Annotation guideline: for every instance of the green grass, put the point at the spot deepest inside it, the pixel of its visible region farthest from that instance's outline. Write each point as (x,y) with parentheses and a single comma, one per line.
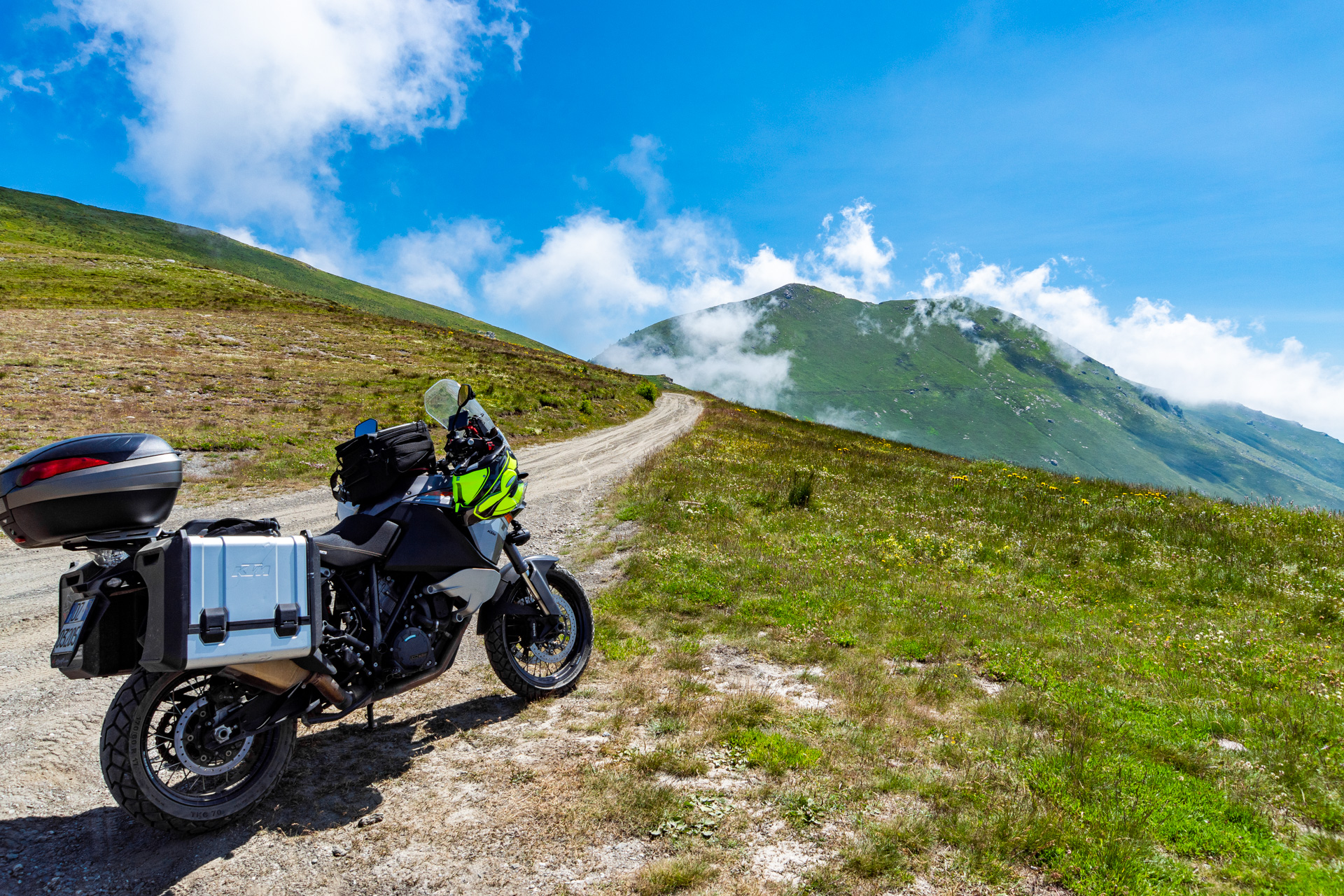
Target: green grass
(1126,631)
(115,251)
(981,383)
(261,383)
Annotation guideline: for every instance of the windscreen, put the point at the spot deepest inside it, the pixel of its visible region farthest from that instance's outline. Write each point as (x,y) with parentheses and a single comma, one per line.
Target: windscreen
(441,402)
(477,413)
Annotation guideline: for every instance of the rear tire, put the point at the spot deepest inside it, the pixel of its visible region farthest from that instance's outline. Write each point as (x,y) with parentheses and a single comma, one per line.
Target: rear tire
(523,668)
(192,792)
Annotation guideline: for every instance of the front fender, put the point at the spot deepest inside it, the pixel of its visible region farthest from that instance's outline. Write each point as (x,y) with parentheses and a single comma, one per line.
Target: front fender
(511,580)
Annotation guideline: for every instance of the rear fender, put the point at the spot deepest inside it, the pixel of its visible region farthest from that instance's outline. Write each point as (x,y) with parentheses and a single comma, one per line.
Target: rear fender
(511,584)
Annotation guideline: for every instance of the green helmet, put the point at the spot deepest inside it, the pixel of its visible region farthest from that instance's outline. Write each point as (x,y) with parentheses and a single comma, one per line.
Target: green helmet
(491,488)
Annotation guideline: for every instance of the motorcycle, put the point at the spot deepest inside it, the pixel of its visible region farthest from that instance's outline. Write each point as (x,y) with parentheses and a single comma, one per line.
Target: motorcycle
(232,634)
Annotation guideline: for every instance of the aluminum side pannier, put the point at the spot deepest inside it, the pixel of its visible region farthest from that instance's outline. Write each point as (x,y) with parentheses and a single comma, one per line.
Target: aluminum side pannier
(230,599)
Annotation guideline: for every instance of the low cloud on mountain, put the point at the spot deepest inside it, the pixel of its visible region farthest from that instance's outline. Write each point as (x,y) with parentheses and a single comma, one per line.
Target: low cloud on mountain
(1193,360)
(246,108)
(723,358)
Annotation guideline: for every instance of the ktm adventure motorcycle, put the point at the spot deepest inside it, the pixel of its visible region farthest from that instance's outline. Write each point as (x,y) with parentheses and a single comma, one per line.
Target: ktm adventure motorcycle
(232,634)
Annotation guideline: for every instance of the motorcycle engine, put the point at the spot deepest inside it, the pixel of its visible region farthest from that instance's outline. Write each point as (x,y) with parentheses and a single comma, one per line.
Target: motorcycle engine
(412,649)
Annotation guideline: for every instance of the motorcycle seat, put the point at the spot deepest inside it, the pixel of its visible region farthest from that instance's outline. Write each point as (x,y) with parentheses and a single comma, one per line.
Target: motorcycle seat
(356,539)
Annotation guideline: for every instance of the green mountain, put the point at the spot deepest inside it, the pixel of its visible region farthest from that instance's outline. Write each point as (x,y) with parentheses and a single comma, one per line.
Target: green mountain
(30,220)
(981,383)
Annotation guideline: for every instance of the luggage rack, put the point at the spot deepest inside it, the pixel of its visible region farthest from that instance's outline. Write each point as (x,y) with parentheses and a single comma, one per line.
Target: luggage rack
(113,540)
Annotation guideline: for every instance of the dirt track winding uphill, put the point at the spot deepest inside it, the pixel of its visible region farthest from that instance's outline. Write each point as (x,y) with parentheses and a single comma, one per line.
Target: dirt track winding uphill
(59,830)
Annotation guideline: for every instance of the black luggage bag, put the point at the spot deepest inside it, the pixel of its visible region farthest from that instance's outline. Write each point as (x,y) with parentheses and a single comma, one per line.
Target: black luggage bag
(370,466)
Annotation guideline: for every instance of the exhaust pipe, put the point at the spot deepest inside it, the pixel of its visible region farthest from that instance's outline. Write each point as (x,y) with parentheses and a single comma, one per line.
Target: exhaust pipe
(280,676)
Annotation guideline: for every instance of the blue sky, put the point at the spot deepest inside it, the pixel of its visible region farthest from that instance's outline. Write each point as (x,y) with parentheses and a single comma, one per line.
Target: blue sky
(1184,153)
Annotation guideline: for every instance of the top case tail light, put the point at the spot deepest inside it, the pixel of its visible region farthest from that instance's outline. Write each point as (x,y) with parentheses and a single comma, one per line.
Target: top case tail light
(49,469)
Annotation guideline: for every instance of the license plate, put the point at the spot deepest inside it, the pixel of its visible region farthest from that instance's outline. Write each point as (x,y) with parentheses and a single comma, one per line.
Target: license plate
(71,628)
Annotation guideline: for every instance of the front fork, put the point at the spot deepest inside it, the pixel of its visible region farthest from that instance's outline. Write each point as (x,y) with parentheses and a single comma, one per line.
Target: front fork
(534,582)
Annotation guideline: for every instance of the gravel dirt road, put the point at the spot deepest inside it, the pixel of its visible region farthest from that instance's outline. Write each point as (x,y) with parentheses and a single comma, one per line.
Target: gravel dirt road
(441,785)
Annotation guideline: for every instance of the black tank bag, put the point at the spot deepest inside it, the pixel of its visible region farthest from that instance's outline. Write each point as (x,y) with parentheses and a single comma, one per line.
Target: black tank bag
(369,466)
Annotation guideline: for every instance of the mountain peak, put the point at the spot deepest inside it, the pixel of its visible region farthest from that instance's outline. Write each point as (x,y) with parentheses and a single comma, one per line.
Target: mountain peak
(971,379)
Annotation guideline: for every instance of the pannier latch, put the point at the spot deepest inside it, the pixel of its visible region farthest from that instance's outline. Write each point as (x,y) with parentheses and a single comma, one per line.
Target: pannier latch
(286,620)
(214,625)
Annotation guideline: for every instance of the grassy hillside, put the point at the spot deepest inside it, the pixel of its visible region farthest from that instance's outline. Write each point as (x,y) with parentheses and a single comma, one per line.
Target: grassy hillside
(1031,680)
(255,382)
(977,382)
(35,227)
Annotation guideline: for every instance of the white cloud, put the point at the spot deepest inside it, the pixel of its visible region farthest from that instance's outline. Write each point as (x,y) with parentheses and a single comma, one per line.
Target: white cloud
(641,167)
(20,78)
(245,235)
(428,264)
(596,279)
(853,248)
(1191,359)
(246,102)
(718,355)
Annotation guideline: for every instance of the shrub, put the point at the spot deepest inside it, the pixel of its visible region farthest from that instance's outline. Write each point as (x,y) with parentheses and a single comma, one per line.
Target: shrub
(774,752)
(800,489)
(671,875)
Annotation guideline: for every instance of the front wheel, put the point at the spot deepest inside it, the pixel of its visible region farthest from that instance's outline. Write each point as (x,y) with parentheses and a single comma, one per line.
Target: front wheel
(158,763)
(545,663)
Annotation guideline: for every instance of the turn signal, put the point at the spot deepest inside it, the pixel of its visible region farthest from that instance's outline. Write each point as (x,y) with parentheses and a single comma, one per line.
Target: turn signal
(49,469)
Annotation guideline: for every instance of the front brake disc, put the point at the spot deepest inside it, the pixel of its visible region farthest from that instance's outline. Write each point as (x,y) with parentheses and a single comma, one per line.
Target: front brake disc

-=-=-=-=-

■ **Requirement**
Retype all of the records above line for line, with no changes, and leave the pictures out of your copy.

■ **Written answer**
Annotation guideline: for every instance of the green grass, put the point at the spot deepest inside it, the pixel of its visible region farthest from that instance's outline. Write each point as (x,y) with parentheses and a single comma, one per line.
Target: green grass
(1126,631)
(115,251)
(981,383)
(261,383)
Annotation guideline: for every instance of the windscreen, put the point at the spot deepest inside it, the pixel of its visible region farthest from that instance's outline. Write each point as (x,y) with parentheses and a single comma, one per line.
Target: windscreen
(441,402)
(477,413)
Annotation guideline: for every instance of the rear tire, put the point at the spot deepest inside it, the pixel of its visible region farthest from that instance's outline. Write each point as (x,y) with parentheses and a single comma, one per line.
Target: rear tire
(523,668)
(192,792)
Annotation guideline: for every instance of the front fender, put the point at the spot deepest inside it, the pixel of its visible region farthest from that instance's outline. Write each point as (x,y) with parentheses and a single comma, one per line.
Target: front fender
(511,580)
Annotation guideline: for every instance of the rear fender, put the point at the spot deepest inside it, the pixel of its visible region farthest from that instance's outline. Write each point as (x,y) with parentheses and a single comma, one per line.
Target: rear fender
(511,584)
Annotation guideline: for every instance of the green helmet, put the point at the spot deepest inside it, the pixel of its visible region farthest from that instance's outline. Write each point as (x,y) with parentheses and a single comma, one per line.
Target: green helmet
(491,488)
Annotation guideline: for every instance of the motorcycle, put the point at the spot deepest inside it, the pixel of its visible region farthest from that instance's outline. Write each point as (x,y) with parentheses and a single comma, one per line.
Target: motorcycle
(232,634)
Annotation guideline: for every instance of the aluminum side pannier, put the point at the spot deepest inside it, the pixel of its visible region farthest from that instance's outline. Write each point as (x,y) with parentheses and a single comma, one per line.
Target: aluminum side pannier
(230,599)
Annotation guideline: for every instance of the low cloud on mountain, put the point at the spot deepest inside it, the pixel of its visible region farthest from that instance's outline. Write each point as (x,y) with parentheses and a single comma, one per line.
Target: low cloud on mountain
(1193,360)
(246,108)
(723,358)
Annotation guideline: for every instance of the ktm adventure motorcycle, put the point at the spot deepest inside it, the pixel of its visible region farthest from that instance's outline. Write each point as (x,y) with parentheses and a single comma, one per line.
Target: ktm adventure motorcycle
(232,634)
Annotation guideline: for every instance of the motorcycle engine, put the point at the spot deepest inside it, the pixel of its visible region farthest from that instance's outline. Write each point as (x,y) with parentheses and a single comma, one per line.
Target: motorcycle engine
(412,649)
Annotation guideline: for every instance of the motorcycle seat, put the point at the spot deepest inside it, the pixel of its visible region farthest from that instance's outline. Write each point as (x,y) with parentheses and a single comma, one per line.
Target: motorcycle seat
(356,539)
Annotation guideline: for every instance of the green mountain, put the point at the spot deepest inside it, the pixel of its visible region farthest from that instance's outline. Write each point as (x,y) with parentheses and a single comma, one per line.
Target: green mountain
(30,220)
(981,383)
Annotation guideline: for every instance of the luggage rack, put the point at the spot deepest inside it, the pixel of its visible region farthest from that instance's outline. Write each point as (x,y) with parentheses and a single comma, one per line.
Target: luggage rack
(113,540)
Annotation guideline: for every instance of the dirt track winding uphill, put the point at the spot deepest inside it, the pixel of its visible region farthest from that instance's outline. Write each point as (x,y) with parentheses and a single comma, one per line.
Target: dirt track winding uphill
(59,830)
Annotation guideline: for every instance of the black luggage bag, put the point at the spot deepest inside it, the pixel of its visible region farthest from that instance's outline. Write each point as (x,y) with parentheses and a single comma, one per line.
Target: black luggage bag
(370,466)
Annotation guideline: for every instance of the exhaust pipe, put the point at the spot deepest inside it, the pixel of its visible region farthest from that instance's outline. Write each point as (x,y) with parentheses and a single comma, one per line.
Target: exhaust pipe
(280,676)
Annotation guideline: for every instance of the blue sky, put the point at the spot deepest inside it, the pixel of its visible region farthest from that instance's outline. Write each point as (x,y) with parentheses and a single comma, one per line.
Target: blue sky
(1184,153)
Annotation guideline: for every instance of the top case tail light, put the point at the spot deepest inside it, the pixel of its visible region farthest from that instance's outline. Write each point as (x,y) with parentheses and a single comma, one per line.
Target: top case tail light
(49,469)
Annotation guideline: for every instance of the license plate, put the point at the spot deepest inside it, the pixel of its visible region farthest from that instance's outline. Write each point as (x,y) with parentheses and a single comma, one per line.
Target: license plate
(71,628)
Annotation guideline: for every instance of the front fork, put the point at the spot deepest inside it, the pixel of its visible region farthest from that instance's outline. Write each point as (x,y) with parentheses and a single comma, one per line.
Target: front fork
(534,582)
Annotation guideline: for every instance of the gravel dirt road, put the point at the spot deepest inside it, the pixel of its visible region farthest from that instance's outline. Write each point as (x,y) with parentheses and a single comma, one per line.
Target: gravel dirt road
(441,785)
Annotation guideline: for every instance of the black tank bag, put the point at the spot deepest inside it, the pixel of its visible region farthest from that instance's outline. Write each point as (x,y) with parentheses and a single comma, one per line.
Target: black tank bag
(369,466)
Annotation guideline: for every instance of the mountain peak, put the point at the spot deepest inside it, the pixel of its visible region farthest from that instance's outline. Write each point as (x,y) with parentheses and a single comma, one per line.
Target: mountain peak
(971,379)
Annotation guideline: for every instance of the pannier latch, put the point at the spot deepest inside it, the pixel of its visible region farthest from that instance's outline. Write each point as (x,y) with parentheses and a single comma, one per line.
Target: pannier latch
(286,620)
(214,625)
Annotation guideline: for every instance of the grassy hillside, put the point at the spot deepest inside it, the pixel of its visible region farthest from that instance's outline. Write each point as (x,y) with parentheses and a single comma, one per line.
Target: grassy hillside
(1031,680)
(255,382)
(977,382)
(35,227)
Annotation guideline: for every instance of the white cloud, put the point at the spot deepest inside it, the pixel of its visible region farthest from that instance's outline. Write each point as (x,y) with parentheses and a single comma, one per line.
Target: white cloud
(641,167)
(20,78)
(245,235)
(428,264)
(596,279)
(853,248)
(1191,359)
(246,102)
(718,355)
Annotation guideline: for every instance of the shrub, put the point at the spot deepest inside it, the pixel of its visible region farthest from that instance's outline. Write each point as (x,y) with parentheses and a single comma, one per line.
Target: shrub
(774,752)
(800,489)
(671,875)
Annotation guideline: for every instance of the front wheel, put the point at the spot deepest inside it, the pixel of its visible region farthest from that instance's outline. Write each point as (x,y) with parentheses and a single comma, one per line.
Target: front wheel
(158,763)
(545,663)
Annotation guideline: for every instance of the turn signal, put the point at the spot deepest inside it, the pixel of its visible region farthest from that instance's outline. Write each point as (x,y) with parentheses and a single comma, one per line.
Target: turn signal
(49,469)
Annotation guideline: for every instance of the front brake disc, put the point at the spot deepest inside it, the pixel of its visible region farthest from that instance's outline. Write each point as (x,y) with parentheses and a single comma, one per line.
Target: front brake disc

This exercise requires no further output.